__Task details__: Copy out every line of the records below verbatim, omitting the pictures.

[Excerpts of pointing data]
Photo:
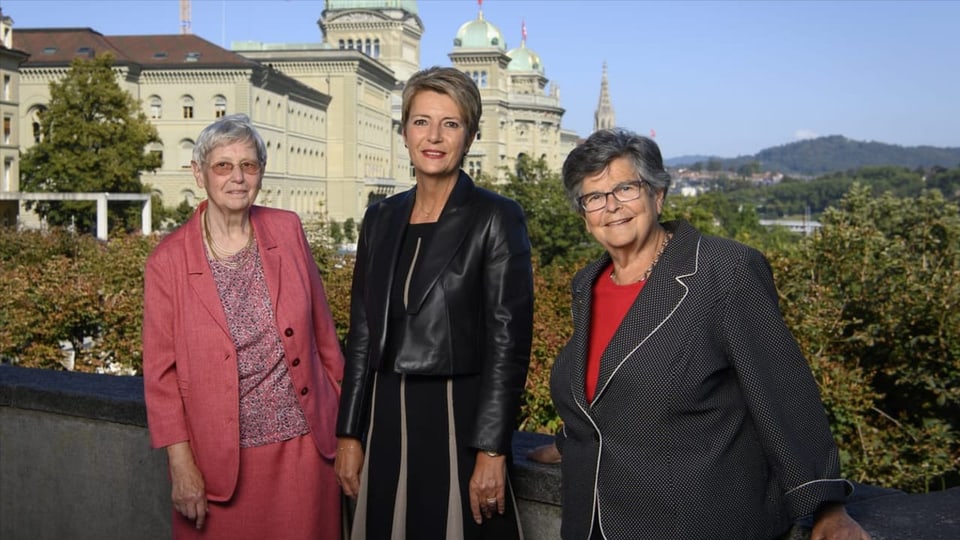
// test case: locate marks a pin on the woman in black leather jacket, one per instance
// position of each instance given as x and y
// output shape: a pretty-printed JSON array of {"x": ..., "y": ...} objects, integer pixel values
[{"x": 439, "y": 342}]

__Answer to this task__:
Photo:
// test case: locate marks a pin on the woman in black leather jacket, one per instance
// position of each instance given as x and y
// output shape: a pretty-printed JSON array of {"x": ..., "y": ...} objects, integer pixel values
[{"x": 439, "y": 342}]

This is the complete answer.